Re: [PATCH -next v3 2/2] blk-throttle: fix io hung due to configuration updates

From: "Michal Koutný" <mkoutny@suse.com>
To: "yukuai (C)" <yukuai3@huawei.com>
Cc: tj@kernel.org, axboe@kernel.dk, ming.lei@redhat.com,
	geert@linux-m68k.org, cgroups@vger.kernel.org,
	linux-block@vger.kernel.org, linux-kernel@vger.kernel.org,
	yi.zhang@huawei.com
Subject: Re: [PATCH -next v3 2/2] blk-throttle: fix io hung due to configuration updates
Date: Thu, 19 May 2022 18:10:26 +0200	[thread overview]
Message-ID: <20220519161026.GG16096@blackbody.suse.cz> (raw)
In-Reply-To: <a8953189-af42-0225-3031-daf61347524a@huawei.com>

On Thu, May 19, 2022 at 08:14:28PM +0800, "yukuai (C)" <yukuai3@huawei.com> wrote:
> tg_with_in_bps_limit:
>  jiffy_elapsed_rnd = jiffies - tg->slice_start[rw];
>  tmp = bps_limit * jiffy_elapsed_rnd;
>  do_div(tmp, HZ);
>  bytes_allowed = tmp; -> how many bytes are allowed in this slice,
> 		         incluing dispatched.
>  if (tg->bytes_disp[rw] + bio_size <= bytes_allowed)
>   *wait = 0 -> no need to wait if this bio is within limit
> 
>  extra_bytes = tg->bytes_disp[rw] + bio_size - bytes_allowed;
>  -> extra_bytes is based on 'bytes_disp'
> 
> For example:
> 
> 1) bps_limit is 2k, we issue two io, (1k and 9k)
> 2) the first io(1k) will be dispatched, bytes_disp = 1k, slice_start = 0
>    the second io(9k) is waiting for (9 - (2 - 1)) / 2 = 4 s

The 2nd io arrived at 1s, the wait time is 4s, i.e. it can be dispatched
at 5s (i.e. 10k/*2kB/s = 5s).

> 3) after 3 s, we update bps_limit to 1k, then new waiting is caculated:
> 
> without this patch:  bytes_disp = 0, slict_start =3:
> bytes_allowed = 1k	                            <--- why 1k and not 0?
> extra_bytes = 9k - 1k = 8k
> wait = 8s

This looks like it was calculated at time 4s (1s after new config was
set).

* [DATASET EXCERPT]:
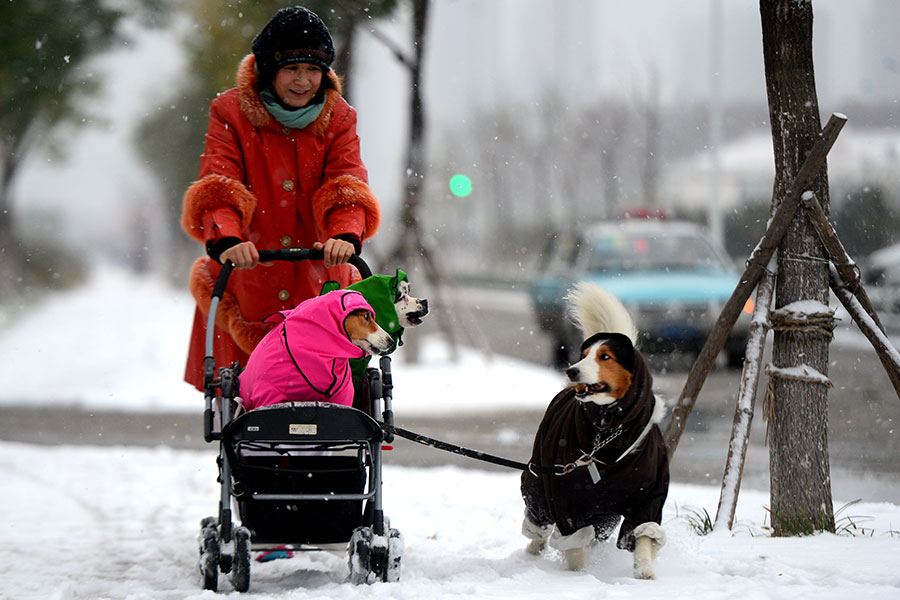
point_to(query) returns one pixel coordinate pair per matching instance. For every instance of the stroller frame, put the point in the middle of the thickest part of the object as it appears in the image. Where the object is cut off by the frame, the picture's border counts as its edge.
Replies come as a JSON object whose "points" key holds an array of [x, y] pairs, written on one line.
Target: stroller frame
{"points": [[267, 453]]}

* [OBJECTIVE 1]:
In the blk-throttle reply, copy the passage word for word, from "In-Reply-To: <a8953189-af42-0225-3031-daf61347524a@huawei.com>" up to and including "bio_size <= bytes_allowed)".
* [OBJECTIVE 2]:
According to the blk-throttle reply, at what time can the second io be dispatched?
* [OBJECTIVE 3]:
Continue the blk-throttle reply from its last sentence.
The material has no connection to the blk-throttle reply.

* [RESULT 1]:
In-Reply-To: <a8953189-af42-0225-3031-daf61347524a@huawei.com>

On Thu, May 19, 2022 at 08:14:28PM +0800, "yukuai (C)" <yukuai3@huawei.com> wrote:
> tg_with_in_bps_limit:
>  jiffy_elapsed_rnd = jiffies - tg->slice_start[rw];
>  tmp = bps_limit * jiffy_elapsed_rnd;
>  do_div(tmp, HZ);
>  bytes_allowed = tmp; -> how many bytes are allowed in this slice,
> 		         incluing dispatched.
>  if (tg->bytes_disp[rw] + bio_size <= bytes_allowed)

* [RESULT 2]:
At 5s.

* [RESULT 3]:
> 
> whth this patch: bytes_disp = 0.5k, slice_start =  0,
> bytes_allowed = 1k * 3 + 1k = 4k
> extra_bytes =  0.5k + 9k - 4k = 5.5k
> wait = 5.5s

This looks like calculated at 4s, so the IO would be waiting till
4s+5.5s = 9.5s.

As I don't know why using time 4s, I'll shift this calculation to the
time 3s (when the config changes):

bytes_disp = 0.5k, slice_start =  0,
bytes_allowed = 1k * 3  = 3k
extra_bytes =  0.5k + 9k - 3k = 7.5k
wait = 7.5s

In absolute time, the IO would wait till 3s+7.5s = 10.5s

OK, either your 9.5s or my 10.5s looks weird (although earlier than
original 4s+8s=12s).
However, the IO should ideally only wait till

    3s + (9k -   (6k    -    1k)     ) / 1k/s =
         bio - (allowed - dispatched)  / new_limit

   =3s + 4k / 1k/s = 7s

   ('allowed' is based on old limit)

Or in another example, what if you change the config from 2k/s to ∞k/s
(unlimited, let's neglect the arithmetic overflow that you handle
explicitly, imagine a big number but not so big to be greater than
division result).

In such a case, the wait time should be zero, i.e. IO should be
dispatched right at the time of config change.
(With your patch that still calculates >0 wait time (and the original
behavior gives >0 wait too.)

> I hope I can expliain it clearly...

Yes, thanks for pointing me to relevant parts.
I hope I grasped them correctly.

IOW, your patch and formula make the wait time shorter but still IO can
be delayed indefinitely if you pass a sequence of new configs. (AFAIU)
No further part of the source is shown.